Records
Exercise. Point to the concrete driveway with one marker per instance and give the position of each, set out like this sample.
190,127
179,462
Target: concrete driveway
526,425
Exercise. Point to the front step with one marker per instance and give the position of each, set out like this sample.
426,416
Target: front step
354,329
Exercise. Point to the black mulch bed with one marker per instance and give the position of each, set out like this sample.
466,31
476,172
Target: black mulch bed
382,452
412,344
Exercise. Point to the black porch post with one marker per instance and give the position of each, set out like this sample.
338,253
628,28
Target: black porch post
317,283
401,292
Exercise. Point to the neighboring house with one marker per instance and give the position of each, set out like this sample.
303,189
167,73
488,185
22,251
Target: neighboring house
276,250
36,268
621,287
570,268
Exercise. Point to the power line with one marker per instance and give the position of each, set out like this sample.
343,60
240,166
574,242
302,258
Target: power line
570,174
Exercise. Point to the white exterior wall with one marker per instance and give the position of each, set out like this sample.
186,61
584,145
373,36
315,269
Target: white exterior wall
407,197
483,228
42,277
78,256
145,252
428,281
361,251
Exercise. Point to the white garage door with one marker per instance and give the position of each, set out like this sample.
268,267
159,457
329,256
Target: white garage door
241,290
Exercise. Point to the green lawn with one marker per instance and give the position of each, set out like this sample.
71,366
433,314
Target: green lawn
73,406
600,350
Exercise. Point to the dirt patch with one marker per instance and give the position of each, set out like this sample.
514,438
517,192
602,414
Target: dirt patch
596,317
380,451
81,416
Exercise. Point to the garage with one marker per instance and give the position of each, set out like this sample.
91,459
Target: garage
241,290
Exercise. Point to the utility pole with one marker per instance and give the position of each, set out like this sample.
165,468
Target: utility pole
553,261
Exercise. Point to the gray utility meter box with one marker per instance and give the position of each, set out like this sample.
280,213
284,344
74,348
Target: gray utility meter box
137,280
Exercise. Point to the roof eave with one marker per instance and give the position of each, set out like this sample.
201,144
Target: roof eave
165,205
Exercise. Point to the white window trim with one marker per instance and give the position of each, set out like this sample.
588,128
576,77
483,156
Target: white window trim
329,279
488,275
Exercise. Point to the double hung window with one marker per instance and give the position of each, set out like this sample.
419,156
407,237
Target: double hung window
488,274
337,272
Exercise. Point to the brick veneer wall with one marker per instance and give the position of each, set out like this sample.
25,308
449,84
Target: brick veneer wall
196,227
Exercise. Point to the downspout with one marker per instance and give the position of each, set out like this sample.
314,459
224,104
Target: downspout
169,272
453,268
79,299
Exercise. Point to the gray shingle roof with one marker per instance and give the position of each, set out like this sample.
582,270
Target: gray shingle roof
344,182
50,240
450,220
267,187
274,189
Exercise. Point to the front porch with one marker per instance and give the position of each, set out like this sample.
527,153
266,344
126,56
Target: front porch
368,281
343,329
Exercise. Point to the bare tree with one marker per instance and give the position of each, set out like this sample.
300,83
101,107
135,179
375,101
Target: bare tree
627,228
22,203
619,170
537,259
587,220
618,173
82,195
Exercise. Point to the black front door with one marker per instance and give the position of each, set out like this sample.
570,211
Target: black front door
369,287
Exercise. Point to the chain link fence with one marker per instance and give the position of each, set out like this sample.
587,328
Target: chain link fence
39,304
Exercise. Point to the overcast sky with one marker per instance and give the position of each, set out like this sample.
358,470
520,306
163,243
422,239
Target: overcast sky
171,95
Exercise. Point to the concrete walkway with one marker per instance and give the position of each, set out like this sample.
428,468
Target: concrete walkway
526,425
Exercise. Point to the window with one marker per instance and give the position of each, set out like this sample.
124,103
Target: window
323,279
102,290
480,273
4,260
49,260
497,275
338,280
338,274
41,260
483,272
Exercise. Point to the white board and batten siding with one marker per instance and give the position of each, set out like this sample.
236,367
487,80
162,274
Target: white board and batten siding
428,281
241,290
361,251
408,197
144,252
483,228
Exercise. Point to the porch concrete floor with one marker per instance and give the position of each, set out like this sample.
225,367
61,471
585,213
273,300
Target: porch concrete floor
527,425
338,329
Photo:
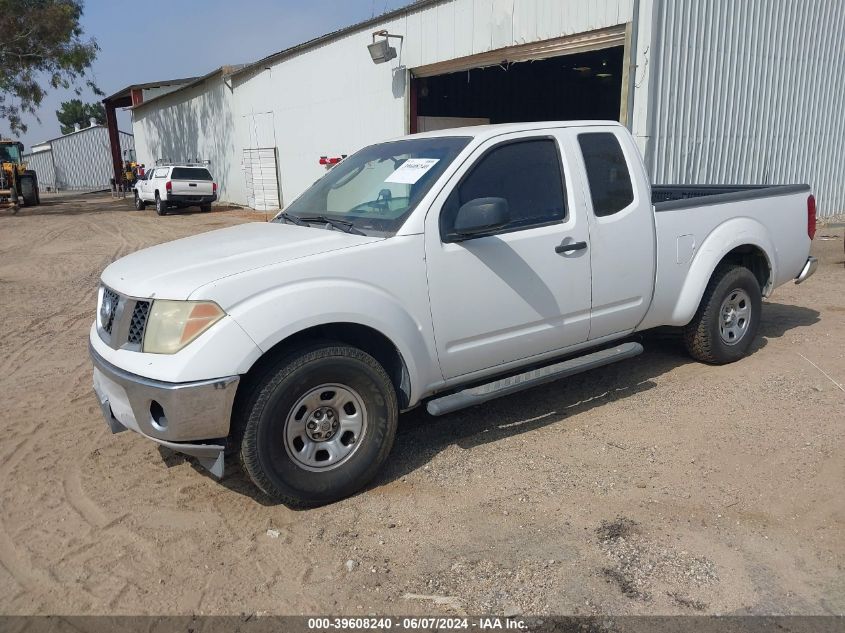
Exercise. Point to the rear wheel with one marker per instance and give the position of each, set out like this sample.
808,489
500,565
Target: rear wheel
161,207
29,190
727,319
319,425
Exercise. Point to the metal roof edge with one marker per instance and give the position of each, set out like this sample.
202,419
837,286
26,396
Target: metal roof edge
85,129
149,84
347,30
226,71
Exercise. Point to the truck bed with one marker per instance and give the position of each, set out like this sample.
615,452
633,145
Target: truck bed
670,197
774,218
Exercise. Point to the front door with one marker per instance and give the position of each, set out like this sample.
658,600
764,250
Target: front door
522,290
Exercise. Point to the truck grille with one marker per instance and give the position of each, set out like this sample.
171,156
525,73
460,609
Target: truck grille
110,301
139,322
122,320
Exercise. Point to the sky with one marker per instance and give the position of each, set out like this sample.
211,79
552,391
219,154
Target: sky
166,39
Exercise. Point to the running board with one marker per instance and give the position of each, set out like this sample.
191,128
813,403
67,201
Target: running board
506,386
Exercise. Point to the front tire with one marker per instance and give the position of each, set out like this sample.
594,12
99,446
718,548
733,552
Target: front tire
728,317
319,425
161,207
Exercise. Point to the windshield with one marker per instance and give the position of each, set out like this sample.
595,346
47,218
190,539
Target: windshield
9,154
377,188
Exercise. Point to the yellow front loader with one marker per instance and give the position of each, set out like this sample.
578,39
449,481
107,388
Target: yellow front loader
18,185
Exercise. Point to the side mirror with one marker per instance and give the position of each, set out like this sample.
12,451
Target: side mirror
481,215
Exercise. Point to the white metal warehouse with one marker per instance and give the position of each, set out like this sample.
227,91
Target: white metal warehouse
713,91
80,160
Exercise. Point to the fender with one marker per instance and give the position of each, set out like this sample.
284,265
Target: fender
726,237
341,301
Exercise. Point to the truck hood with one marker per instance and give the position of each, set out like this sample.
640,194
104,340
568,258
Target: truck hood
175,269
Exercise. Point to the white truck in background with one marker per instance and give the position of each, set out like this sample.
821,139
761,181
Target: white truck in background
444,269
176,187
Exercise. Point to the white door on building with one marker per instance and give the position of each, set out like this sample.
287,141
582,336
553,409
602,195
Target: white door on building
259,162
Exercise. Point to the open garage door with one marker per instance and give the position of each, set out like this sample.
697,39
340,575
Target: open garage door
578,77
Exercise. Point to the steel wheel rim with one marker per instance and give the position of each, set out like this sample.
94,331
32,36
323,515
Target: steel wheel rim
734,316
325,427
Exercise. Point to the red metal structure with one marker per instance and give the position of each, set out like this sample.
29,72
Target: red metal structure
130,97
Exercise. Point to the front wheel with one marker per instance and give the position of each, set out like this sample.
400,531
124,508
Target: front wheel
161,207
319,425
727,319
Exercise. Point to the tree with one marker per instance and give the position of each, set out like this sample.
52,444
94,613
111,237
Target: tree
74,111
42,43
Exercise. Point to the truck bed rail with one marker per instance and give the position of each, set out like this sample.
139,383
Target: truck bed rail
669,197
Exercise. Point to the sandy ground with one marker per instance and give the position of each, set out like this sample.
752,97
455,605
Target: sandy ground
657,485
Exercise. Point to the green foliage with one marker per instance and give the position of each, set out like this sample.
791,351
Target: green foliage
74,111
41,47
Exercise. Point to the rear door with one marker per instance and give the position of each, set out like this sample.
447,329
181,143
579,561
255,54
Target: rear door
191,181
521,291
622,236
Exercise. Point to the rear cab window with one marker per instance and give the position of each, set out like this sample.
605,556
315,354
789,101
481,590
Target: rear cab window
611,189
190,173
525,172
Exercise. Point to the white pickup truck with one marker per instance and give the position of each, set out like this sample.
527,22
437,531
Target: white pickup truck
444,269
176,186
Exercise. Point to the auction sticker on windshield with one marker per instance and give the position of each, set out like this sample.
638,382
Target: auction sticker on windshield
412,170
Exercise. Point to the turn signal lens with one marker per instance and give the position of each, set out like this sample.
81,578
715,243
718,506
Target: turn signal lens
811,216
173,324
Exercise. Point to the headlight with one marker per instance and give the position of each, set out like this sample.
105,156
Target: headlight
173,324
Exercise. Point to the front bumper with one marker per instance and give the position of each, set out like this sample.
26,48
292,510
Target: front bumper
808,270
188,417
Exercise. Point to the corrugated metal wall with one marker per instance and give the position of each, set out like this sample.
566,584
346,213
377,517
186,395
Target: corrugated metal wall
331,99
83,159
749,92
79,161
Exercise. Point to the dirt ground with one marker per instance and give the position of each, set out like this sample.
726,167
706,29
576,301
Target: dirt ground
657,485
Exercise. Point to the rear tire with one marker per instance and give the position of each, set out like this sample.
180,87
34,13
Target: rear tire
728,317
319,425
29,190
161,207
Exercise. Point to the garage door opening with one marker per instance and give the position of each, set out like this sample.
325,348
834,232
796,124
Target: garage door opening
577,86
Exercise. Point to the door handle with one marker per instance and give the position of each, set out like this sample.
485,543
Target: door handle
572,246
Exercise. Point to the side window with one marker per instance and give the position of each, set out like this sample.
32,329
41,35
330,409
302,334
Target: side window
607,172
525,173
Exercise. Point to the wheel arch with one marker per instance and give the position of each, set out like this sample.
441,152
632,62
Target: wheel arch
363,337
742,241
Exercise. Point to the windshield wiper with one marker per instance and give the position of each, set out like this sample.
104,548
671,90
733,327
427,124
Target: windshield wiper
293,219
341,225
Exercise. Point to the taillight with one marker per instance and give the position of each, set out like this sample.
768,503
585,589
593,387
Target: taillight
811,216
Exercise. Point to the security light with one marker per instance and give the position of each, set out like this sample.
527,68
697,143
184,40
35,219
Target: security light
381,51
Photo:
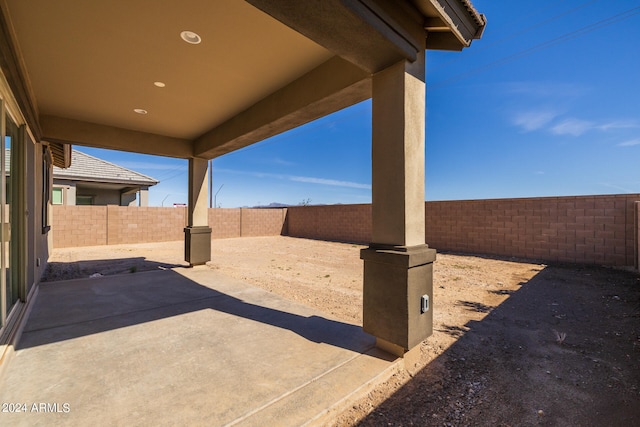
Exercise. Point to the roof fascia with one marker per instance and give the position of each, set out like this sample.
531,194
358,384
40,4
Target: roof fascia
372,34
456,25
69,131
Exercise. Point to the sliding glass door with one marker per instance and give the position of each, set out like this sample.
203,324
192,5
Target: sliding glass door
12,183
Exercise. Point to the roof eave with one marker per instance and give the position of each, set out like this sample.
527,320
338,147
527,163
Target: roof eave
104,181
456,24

==

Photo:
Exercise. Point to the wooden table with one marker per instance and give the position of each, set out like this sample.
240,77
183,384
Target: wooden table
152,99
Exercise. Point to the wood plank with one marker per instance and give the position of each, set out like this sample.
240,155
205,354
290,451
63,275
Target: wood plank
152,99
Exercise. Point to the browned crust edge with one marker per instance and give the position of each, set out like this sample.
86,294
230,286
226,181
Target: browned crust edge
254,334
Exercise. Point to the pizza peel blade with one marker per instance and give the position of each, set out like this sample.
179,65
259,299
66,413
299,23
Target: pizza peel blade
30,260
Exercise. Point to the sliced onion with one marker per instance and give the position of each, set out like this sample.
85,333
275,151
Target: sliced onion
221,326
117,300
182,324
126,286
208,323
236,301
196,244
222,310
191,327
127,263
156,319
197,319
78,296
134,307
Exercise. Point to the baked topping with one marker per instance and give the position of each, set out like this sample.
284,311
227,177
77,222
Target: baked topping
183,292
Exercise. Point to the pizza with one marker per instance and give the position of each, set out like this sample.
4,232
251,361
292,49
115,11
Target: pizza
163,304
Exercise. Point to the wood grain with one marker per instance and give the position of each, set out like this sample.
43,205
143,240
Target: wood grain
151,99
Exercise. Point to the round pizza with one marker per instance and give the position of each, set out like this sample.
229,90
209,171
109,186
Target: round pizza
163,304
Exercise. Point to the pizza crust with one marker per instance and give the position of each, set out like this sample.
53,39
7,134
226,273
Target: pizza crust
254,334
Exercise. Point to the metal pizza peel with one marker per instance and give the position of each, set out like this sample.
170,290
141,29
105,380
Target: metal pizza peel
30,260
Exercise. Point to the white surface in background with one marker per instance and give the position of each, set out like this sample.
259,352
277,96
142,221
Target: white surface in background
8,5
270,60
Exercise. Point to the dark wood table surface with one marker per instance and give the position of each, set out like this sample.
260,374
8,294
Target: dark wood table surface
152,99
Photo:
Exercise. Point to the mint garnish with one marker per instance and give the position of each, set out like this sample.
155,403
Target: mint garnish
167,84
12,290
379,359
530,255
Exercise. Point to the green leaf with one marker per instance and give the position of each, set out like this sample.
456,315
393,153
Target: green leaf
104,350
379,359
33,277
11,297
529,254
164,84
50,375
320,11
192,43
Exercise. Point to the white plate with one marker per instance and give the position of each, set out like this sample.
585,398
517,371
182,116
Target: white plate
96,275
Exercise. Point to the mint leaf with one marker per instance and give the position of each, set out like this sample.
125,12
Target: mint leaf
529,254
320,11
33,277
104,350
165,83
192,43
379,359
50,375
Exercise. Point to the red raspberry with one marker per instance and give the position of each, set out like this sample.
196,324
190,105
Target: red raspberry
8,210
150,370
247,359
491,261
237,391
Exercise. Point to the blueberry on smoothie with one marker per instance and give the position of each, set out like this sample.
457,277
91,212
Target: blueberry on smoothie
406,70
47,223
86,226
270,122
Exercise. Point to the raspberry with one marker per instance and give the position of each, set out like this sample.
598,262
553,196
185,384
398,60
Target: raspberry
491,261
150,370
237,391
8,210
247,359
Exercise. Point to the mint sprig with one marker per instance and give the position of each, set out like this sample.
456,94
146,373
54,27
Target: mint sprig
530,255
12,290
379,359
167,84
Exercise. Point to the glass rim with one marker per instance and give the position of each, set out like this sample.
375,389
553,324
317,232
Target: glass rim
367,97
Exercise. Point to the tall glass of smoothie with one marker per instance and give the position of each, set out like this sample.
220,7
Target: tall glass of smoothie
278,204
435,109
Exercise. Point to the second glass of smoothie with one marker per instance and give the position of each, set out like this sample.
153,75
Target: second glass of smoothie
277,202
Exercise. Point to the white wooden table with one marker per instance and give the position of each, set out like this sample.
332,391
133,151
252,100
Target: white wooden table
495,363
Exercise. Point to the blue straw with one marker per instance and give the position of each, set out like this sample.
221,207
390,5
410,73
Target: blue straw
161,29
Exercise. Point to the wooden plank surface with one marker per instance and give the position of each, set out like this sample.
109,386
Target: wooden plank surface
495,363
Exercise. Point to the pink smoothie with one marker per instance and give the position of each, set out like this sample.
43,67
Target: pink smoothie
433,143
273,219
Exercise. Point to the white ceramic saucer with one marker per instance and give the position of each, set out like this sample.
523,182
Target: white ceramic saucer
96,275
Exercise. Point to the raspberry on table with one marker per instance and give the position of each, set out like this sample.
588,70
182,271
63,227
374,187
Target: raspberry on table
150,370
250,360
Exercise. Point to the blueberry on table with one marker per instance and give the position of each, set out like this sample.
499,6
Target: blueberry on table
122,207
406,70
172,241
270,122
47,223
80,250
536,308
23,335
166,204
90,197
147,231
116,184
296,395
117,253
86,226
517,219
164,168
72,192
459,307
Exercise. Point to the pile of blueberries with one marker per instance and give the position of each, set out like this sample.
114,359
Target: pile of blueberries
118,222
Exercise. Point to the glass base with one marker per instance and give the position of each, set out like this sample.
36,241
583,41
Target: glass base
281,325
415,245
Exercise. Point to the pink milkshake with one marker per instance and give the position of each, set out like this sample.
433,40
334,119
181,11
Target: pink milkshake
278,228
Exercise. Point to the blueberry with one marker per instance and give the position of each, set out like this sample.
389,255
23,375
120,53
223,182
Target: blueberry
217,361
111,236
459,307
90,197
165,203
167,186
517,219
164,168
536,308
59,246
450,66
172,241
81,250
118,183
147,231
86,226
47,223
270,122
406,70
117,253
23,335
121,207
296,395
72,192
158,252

---

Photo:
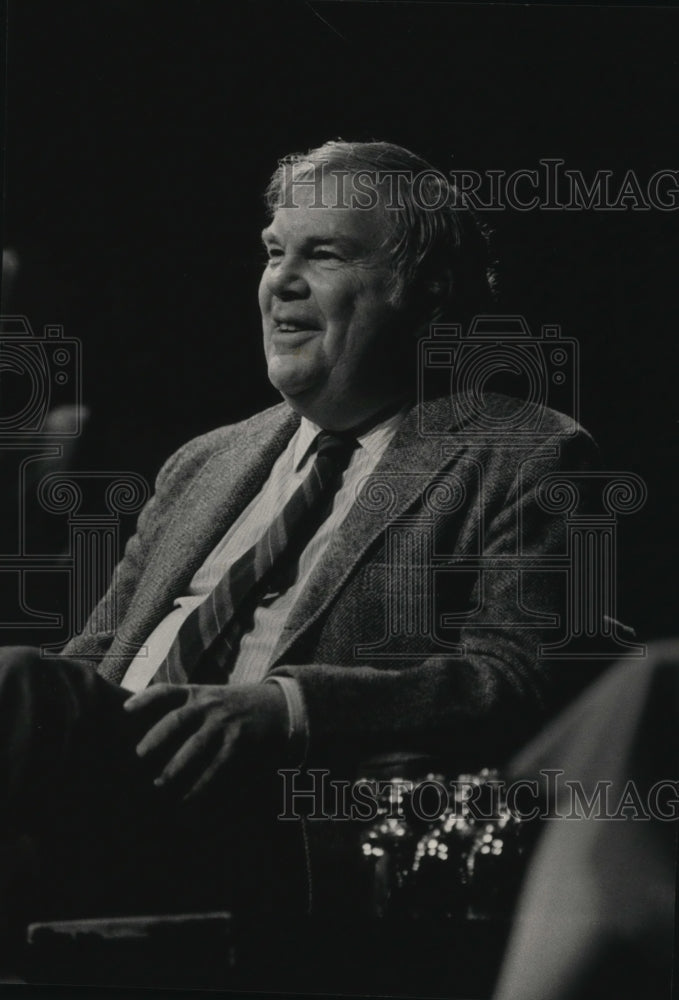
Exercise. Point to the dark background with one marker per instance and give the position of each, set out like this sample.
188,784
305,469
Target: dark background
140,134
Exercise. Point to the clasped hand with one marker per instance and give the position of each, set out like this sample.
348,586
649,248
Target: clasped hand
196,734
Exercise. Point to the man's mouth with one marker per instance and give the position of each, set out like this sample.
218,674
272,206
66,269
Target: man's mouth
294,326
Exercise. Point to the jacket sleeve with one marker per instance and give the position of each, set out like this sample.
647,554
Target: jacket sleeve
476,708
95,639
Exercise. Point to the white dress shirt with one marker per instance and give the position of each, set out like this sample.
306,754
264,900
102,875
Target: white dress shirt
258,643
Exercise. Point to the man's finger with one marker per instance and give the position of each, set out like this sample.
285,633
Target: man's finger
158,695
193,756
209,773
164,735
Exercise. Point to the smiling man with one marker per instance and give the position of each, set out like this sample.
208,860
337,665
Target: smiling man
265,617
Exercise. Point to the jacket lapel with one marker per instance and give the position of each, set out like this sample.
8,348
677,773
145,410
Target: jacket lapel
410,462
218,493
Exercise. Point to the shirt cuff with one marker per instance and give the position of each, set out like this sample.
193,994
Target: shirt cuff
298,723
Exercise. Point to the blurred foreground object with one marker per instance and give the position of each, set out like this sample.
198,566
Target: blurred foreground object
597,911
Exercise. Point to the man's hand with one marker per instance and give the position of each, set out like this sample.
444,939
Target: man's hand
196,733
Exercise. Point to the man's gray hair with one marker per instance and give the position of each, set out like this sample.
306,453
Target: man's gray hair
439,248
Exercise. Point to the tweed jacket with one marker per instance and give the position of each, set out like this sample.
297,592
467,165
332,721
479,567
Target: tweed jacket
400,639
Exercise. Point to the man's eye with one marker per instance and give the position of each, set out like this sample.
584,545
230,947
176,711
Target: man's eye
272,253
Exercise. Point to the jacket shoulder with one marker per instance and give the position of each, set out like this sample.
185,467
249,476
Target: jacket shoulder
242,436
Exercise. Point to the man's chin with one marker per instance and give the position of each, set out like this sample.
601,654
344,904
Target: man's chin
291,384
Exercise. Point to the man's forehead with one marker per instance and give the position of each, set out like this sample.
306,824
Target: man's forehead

Task goal:
Set down, word for word, the lines that start with the one containing "Exercise. Point to the man's hand" and run through the one containing "Target: man's forehead", including both of those lines.

Result below:
Exercise. Point to the man's hand with one marker per instance and give the position of each, set out like this sample.
444,939
Target: man's hand
196,733
Exercise. Point to the man's gray hair with one marker per instance and give the position of each, set out like this sample.
306,453
Target: man's gray hair
439,248
Exercise. Point to the tweed jacket with one marker per instance and give the position of each, set out like this sample.
297,592
467,165
332,721
479,567
Target: tweed jacket
400,639
Exercise. Point to the man's eye with one marker per instance and give the position of each, set out like this sample.
584,545
230,947
176,711
Target: man's eye
272,253
Exercise. Point to the jacket shoulder with one marker per instance and give the position of each, set out like this sample.
185,467
249,476
Target: jacket shoulder
242,436
Exercise. Point to the man's chin with one marker per instance and give the position of each, set out like this sample.
601,654
344,904
Target: man's chin
291,384
Exercise. Point to the man's forehead with one marker per instance and give the position of each, set out like this sample.
306,824
Target: man's forehead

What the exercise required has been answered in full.